Une politique budgétaire laxiste est source d’inflation, d’éviction, d’incertitude et de volatilité et in fine un facteur de blocage de la stabilité macroéconomique, elle-même essentielle pour une croissance soutenue et saine. Il faut donc, dans ce cas, reprendre le contrôle des finances publiques par le biais d’un ajustement budgétaire de qualité, seul en mesure de mobiliser l’épargne intérieure, accroître l’efficacité de l’allocation des ressources et contribuer à atteindre les objectifs de développement du pays. 

En Algérie, la prépondérance du pétrole a toujours compliqué la conduite de la politique budgétaire qui est affaiblie par un certain nombre de vulnérabilités mis à nu par le choc pétrolier de 2014. De plus, une série de risques budgétaires aggravent le niveau du déficit budgétaire et de l’endettement interne. Les autorités ont commencé à prendre des mesures pour restaurer la viabilité des finances publiques et renforcer l’efficacité des politiques publiques. Elles se sont données un certain nombre d’outils importants en mesure de faire la jonction entre les objectifs économiques et budgétaires. Cette démarche est la bienvenue, mais elle doit être désormais inscrite dans le contexte d’une stratégie globale et cohérente à moyen et long termes de refondation de l’économie nationale. Discutons de ces points importants.

→ Consignes écrites:
(1) D'après le texte sur la politique budgétaire en Algérie, quel événement a mis à nu les vulnérabilités de cette politique ?
(2) Poursuivez le texte sur la politique budgétaire algérienne à la suite de sa dernière phrase.

→ Extrait source:
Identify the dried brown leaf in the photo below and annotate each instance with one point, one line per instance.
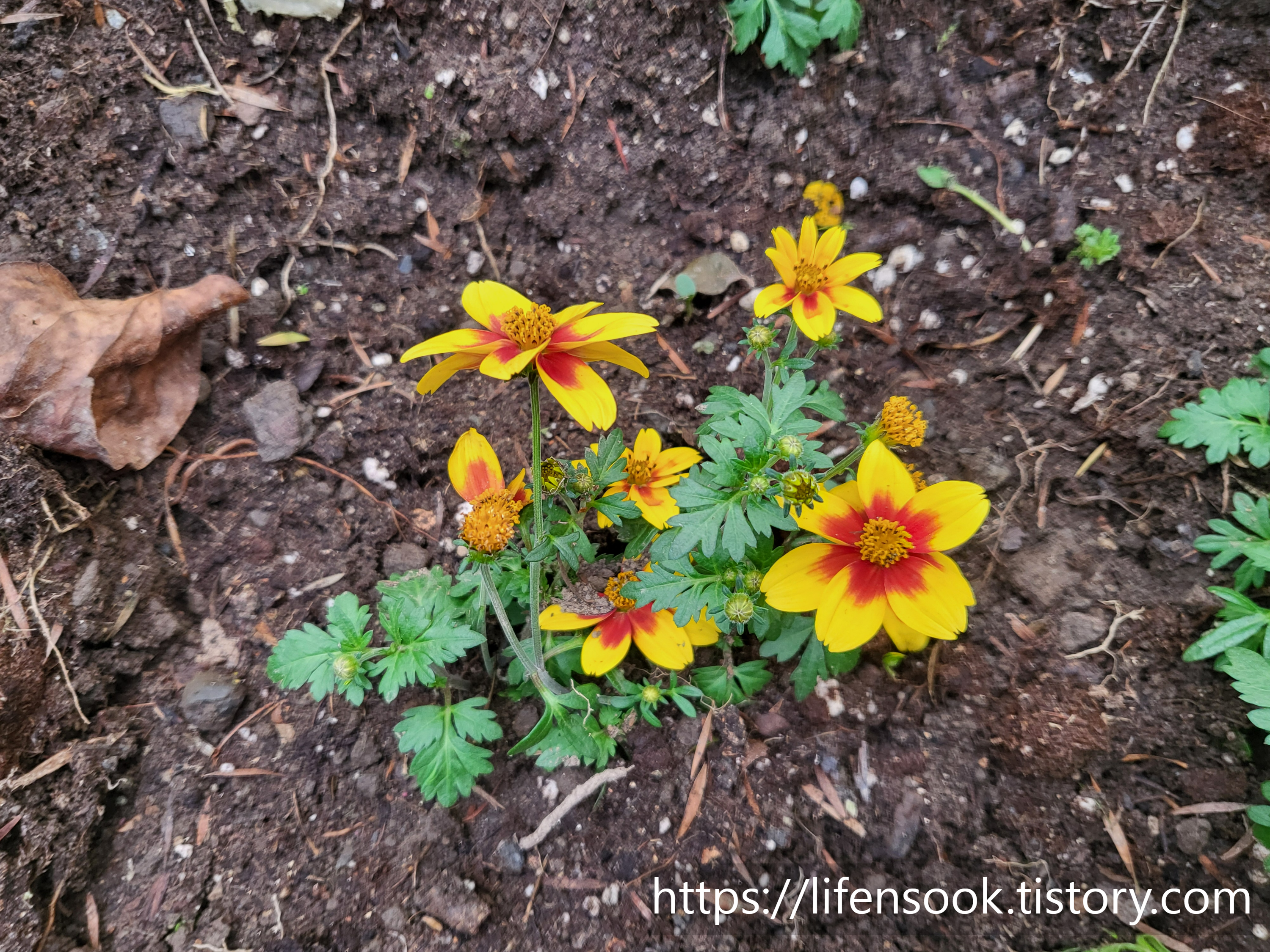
(103, 380)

→ Réponses aux consignes:
(1) Le choc pétrolier de 2014.

(2)
Cadre conceptuel. (1) Les déficits budgétaires ont des effets macroéconomiques en cascade. Ils peuvent, en effet, générer de l’inflation (notamment en cas de recours à la planche à billets), faire baisser la productivité globale (du fait de l’incertitude des ménages et des entreprises), déclencher un effet d’éviction (l’état capte des fonds prêtables diminuant ainsi le volume des ressources à la disposition des investisseurs privés), pousser les taux d’intérêt à la hausse (ce qui tend à attirer les capitaux étrangers, apprécier le taux de change et rendre les exportations coûteuses), augmenter l’endettement domestique et/ou externe, décourager et/ou affaiblir l’investissement privé et favoriser la fuite des capitaux ; et (2) Le caractère incontournable du rééquilibrage des finances publiques (viabilité budgétaire) : le retour aux grands équilibres est vital pour créer des espaces budgétaires et préserver les conditions de réussite des objectifs à long terme, comme la croissance économique et la réduction de la pauvreté. Ces objectifs doivent s’insérer dans un cadre à moyen et long terme.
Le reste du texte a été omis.